• **Written instruction**
Reproduce the rows below verbatim, starting with the first line and ending with the line that contains "[[160, 348, 181, 386]]", including both of those lines.

• **Provided records**
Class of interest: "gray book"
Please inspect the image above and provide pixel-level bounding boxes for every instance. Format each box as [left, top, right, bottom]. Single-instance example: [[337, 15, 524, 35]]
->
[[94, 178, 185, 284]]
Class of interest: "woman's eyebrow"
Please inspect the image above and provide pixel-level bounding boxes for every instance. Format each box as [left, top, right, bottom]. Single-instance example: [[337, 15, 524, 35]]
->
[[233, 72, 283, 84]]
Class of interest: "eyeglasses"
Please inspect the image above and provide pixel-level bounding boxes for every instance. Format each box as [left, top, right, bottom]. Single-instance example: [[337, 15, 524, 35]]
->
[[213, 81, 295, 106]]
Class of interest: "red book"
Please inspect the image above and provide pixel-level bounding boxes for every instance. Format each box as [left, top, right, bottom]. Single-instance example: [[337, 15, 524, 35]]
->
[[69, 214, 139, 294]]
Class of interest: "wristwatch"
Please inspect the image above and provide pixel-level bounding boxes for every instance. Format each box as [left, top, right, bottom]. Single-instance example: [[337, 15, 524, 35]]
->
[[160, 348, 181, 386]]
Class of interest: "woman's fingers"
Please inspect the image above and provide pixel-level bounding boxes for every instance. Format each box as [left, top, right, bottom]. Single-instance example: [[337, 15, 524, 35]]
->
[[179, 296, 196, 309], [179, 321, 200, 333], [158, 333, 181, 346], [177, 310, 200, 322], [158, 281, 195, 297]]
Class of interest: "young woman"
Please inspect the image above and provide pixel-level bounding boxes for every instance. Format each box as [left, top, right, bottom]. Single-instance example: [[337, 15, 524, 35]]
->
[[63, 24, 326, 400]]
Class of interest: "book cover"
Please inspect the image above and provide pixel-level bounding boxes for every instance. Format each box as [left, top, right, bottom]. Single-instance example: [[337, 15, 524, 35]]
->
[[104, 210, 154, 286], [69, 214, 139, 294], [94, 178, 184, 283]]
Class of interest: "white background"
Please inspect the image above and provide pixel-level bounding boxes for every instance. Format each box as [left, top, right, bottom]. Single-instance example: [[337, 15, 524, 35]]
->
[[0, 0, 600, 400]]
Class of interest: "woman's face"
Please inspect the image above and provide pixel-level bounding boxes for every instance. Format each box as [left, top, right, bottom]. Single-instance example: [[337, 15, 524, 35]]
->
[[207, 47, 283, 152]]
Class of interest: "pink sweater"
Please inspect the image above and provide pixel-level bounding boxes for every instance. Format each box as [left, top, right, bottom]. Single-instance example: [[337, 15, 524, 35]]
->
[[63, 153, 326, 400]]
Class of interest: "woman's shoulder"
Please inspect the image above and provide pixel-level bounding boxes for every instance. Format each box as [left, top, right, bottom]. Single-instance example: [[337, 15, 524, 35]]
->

• **Reply to the exercise**
Class of interest: "gray book"
Please inspect the image above and provide pixel-level bounding boxes for every instance. Format each box as [left, top, right, bottom]. Single-instance example: [[337, 15, 524, 35]]
->
[[94, 178, 185, 284]]
Class of interest: "woman's eyebrow"
Please inspect the image above and provide pixel-level bounding boxes for every instance. Format each box as [left, top, right, bottom]. Single-instance example: [[337, 15, 524, 35]]
->
[[233, 72, 283, 84]]
Class of interest: "eyeglasses"
Please inspect the image above and provide pixel-level bounding boxes for every instance. Format each box as [left, top, right, bottom]. Single-instance example: [[337, 15, 524, 35]]
->
[[213, 81, 295, 106]]
Class of interest: "red book"
Please inspect the image above and provide pixel-level bounding boxes for every instance. Format each box as [left, top, right, bottom]. Single-instance example: [[337, 15, 524, 35]]
->
[[69, 214, 139, 294]]
Class of interest: "wristwatch"
Please inspect the image above and provide pixel-level bounding boxes for every instance. Format each box as [left, top, right, bottom]. Single-instance example: [[337, 15, 524, 35]]
->
[[160, 348, 181, 386]]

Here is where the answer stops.